TASK MATERIAL.
----------------------------------------

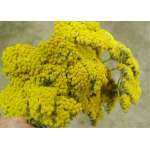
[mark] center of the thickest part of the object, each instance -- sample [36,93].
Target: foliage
[58,79]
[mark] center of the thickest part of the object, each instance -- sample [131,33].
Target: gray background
[135,35]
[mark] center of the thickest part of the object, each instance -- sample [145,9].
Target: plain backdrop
[136,35]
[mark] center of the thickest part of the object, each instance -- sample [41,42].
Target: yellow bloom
[59,78]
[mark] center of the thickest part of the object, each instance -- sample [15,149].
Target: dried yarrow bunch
[56,80]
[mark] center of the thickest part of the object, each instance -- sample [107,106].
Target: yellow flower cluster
[66,75]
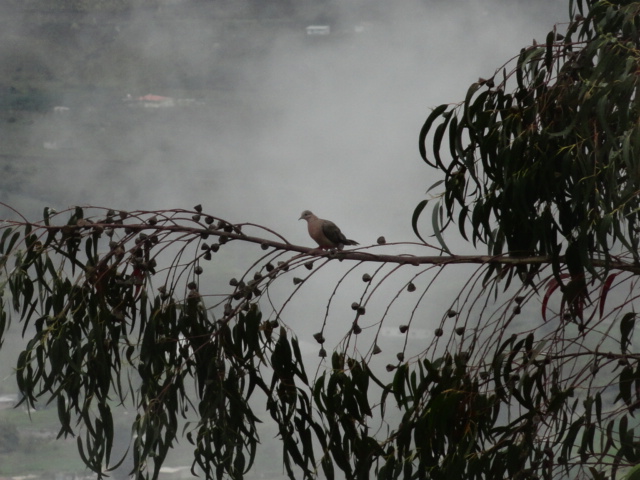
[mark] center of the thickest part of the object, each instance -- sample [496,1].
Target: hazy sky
[329,125]
[326,124]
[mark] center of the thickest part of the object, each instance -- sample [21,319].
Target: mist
[263,120]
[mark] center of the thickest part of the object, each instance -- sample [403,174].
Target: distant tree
[533,371]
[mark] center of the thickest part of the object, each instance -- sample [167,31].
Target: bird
[324,232]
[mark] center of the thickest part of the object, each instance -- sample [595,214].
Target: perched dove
[325,233]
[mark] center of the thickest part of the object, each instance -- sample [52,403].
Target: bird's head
[306,215]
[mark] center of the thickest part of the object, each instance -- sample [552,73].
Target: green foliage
[549,166]
[545,176]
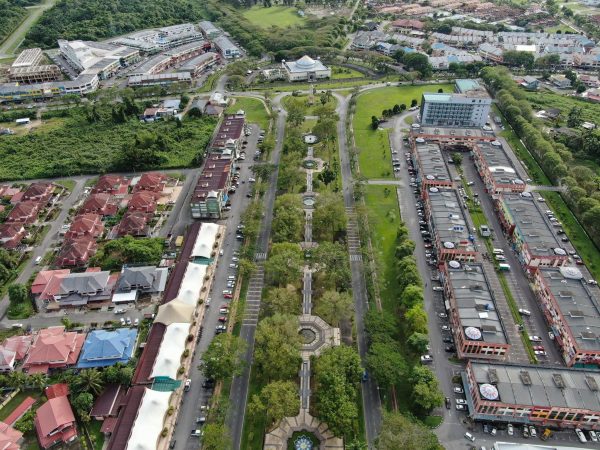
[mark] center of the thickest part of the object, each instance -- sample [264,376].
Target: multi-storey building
[530,231]
[476,324]
[448,225]
[570,307]
[533,395]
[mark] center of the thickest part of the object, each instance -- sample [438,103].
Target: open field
[279,16]
[374,156]
[255,111]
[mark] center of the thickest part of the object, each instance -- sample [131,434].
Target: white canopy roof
[205,240]
[149,421]
[176,311]
[192,282]
[168,360]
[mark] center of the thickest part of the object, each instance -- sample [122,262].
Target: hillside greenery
[100,138]
[92,20]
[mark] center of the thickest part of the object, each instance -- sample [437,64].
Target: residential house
[76,252]
[55,422]
[111,184]
[102,203]
[53,348]
[85,225]
[134,223]
[560,81]
[103,348]
[38,192]
[143,201]
[151,181]
[135,281]
[24,213]
[11,234]
[10,439]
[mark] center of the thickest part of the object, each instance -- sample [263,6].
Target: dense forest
[12,13]
[93,20]
[103,138]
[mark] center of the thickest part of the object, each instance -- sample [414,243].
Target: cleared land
[374,156]
[279,16]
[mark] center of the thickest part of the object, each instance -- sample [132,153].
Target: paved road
[197,395]
[370,392]
[50,239]
[12,42]
[239,386]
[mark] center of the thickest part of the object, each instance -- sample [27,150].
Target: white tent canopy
[168,360]
[205,240]
[192,282]
[176,311]
[149,421]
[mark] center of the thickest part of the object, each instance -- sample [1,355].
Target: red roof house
[55,422]
[102,204]
[152,181]
[144,201]
[57,390]
[76,252]
[85,225]
[38,192]
[10,439]
[43,278]
[134,223]
[111,184]
[11,234]
[53,348]
[24,213]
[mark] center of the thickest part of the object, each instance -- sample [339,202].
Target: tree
[216,437]
[335,307]
[18,293]
[282,300]
[83,405]
[575,118]
[329,216]
[399,432]
[277,351]
[284,265]
[89,380]
[426,393]
[276,400]
[386,364]
[222,358]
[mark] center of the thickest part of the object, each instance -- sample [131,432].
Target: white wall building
[305,69]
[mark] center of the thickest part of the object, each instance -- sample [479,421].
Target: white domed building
[305,69]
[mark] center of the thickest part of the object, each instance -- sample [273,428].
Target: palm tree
[89,380]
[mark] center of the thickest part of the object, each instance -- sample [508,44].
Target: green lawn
[374,157]
[384,219]
[255,111]
[279,16]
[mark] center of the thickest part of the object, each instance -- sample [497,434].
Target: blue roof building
[104,348]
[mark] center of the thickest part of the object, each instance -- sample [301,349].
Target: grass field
[279,16]
[255,111]
[374,157]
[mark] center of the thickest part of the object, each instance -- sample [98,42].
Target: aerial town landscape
[359,224]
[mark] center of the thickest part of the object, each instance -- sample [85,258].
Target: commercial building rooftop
[448,219]
[499,163]
[475,303]
[578,304]
[538,385]
[431,161]
[533,226]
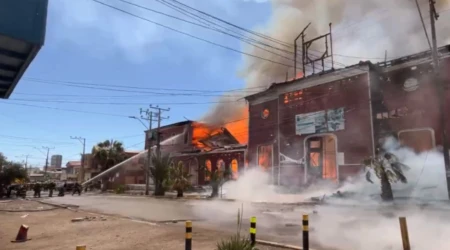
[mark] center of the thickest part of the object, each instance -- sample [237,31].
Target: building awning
[22,34]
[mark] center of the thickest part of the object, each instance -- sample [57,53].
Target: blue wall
[24,20]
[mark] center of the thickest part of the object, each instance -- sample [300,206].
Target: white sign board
[320,122]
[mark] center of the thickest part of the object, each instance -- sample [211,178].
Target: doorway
[321,157]
[193,171]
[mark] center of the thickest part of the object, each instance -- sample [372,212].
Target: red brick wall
[355,140]
[262,131]
[177,144]
[422,107]
[227,157]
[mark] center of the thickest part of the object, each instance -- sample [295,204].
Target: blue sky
[91,43]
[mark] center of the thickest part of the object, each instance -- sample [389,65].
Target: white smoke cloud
[362,30]
[359,222]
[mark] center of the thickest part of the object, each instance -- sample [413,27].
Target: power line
[252,32]
[209,27]
[423,24]
[62,109]
[34,139]
[121,103]
[236,26]
[93,86]
[126,86]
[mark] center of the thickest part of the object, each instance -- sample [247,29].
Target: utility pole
[158,138]
[26,161]
[83,142]
[148,116]
[46,159]
[441,91]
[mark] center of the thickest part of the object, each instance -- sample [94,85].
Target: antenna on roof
[328,39]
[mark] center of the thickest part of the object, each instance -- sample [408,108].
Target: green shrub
[235,243]
[120,189]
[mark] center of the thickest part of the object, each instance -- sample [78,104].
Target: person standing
[77,189]
[51,187]
[37,190]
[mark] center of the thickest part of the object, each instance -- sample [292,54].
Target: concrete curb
[64,206]
[28,210]
[53,207]
[279,245]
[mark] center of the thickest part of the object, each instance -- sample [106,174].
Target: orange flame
[202,131]
[298,76]
[265,157]
[239,127]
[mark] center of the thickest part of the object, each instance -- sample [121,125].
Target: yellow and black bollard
[253,230]
[305,229]
[405,235]
[188,235]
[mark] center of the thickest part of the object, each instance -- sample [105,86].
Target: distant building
[72,168]
[32,170]
[56,161]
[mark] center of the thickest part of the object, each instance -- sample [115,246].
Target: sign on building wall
[320,122]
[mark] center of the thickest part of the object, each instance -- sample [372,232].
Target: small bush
[120,189]
[235,243]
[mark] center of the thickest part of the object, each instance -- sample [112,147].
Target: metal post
[158,138]
[149,154]
[295,51]
[188,244]
[83,161]
[305,229]
[441,92]
[253,231]
[405,235]
[331,47]
[46,159]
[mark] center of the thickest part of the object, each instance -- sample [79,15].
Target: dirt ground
[22,205]
[55,230]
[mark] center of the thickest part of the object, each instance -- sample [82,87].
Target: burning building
[323,125]
[194,145]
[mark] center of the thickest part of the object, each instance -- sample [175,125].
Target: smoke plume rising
[362,30]
[359,222]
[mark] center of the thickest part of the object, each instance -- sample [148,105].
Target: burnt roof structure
[361,67]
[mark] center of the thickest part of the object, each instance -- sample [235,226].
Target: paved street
[216,215]
[339,227]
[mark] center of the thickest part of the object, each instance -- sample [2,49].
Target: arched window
[235,168]
[208,166]
[221,165]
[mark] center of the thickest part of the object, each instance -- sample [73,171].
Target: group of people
[20,190]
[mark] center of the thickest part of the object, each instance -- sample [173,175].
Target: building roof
[176,124]
[225,149]
[361,67]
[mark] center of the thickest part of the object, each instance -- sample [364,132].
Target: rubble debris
[89,218]
[77,219]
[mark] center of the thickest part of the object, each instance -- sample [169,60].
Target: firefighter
[77,189]
[37,190]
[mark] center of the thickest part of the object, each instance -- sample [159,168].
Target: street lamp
[137,118]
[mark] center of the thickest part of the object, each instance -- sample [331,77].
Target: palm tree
[179,179]
[388,169]
[107,154]
[217,178]
[159,172]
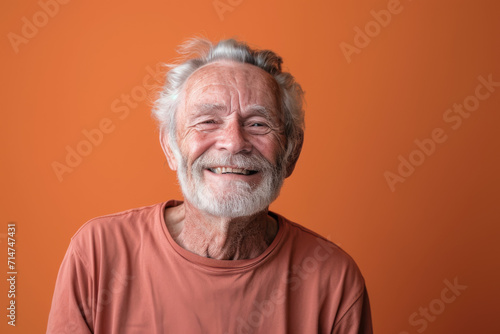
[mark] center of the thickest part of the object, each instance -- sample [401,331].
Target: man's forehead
[216,77]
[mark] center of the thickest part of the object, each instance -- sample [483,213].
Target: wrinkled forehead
[224,81]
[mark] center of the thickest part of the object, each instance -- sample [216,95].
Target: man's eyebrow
[205,108]
[259,109]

----------------------------------------

AIM.
Convert the items into a JSON list of strings, one string per line, with blank lines left out. Begin at the line that contains "-- sample [235,226].", stop after the last line of the items, and leave the picture lines out of the list.

THE RESPONSE.
[
  "[mark] center of the thickest part of the object, each instance -- sample [235,226].",
  "Target: paved street",
  "[216,215]",
  "[339,227]",
  "[mark] center of the thickest part of the object, each instance -- sample [2,49].",
  "Target: arched window",
  "[235,168]",
  "[208,166]",
  "[221,165]",
  "[mark] center of the thickest part of the object, each instance -- sample [73,171].",
  "Target: group of people",
  "[20,190]",
  "[mark] center of the thickest part of the object, each instance -- sample [173,175].",
  "Target: building roof",
  "[176,124]",
  "[225,149]",
  "[361,67]",
  "[mark] center of the thickest part of the object, each instance -- sample [364,132].",
  "Target: rubble debris",
  "[89,218]",
  "[77,219]",
  "[mark] center of the thickest part of the object, each instance -- sample [169,60].",
  "Target: firefighter",
  "[77,189]",
  "[37,190]",
  "[mark] center of the thickest part of the object, each instance -- sample [159,168].",
  "Target: street lamp",
  "[137,118]",
  "[mark] center of the thickest part of the object, each instance -- sample [331,77].",
  "Target: palm tree",
  "[179,179]",
  "[388,169]",
  "[107,154]",
  "[217,178]",
  "[159,172]",
  "[mark] center of the thickest part of the object, each instance -- sample [401,331].",
  "Target: man's forehead",
  "[216,77]",
  "[mark] center of the thickest part of the object, each instance -- sample [483,213].",
  "Target: wrinkled forehead",
  "[224,81]",
  "[mark] center of the thickest part of the object, each instance -- sample [216,95].",
  "Target: man's eyebrow",
  "[205,108]",
  "[259,109]"
]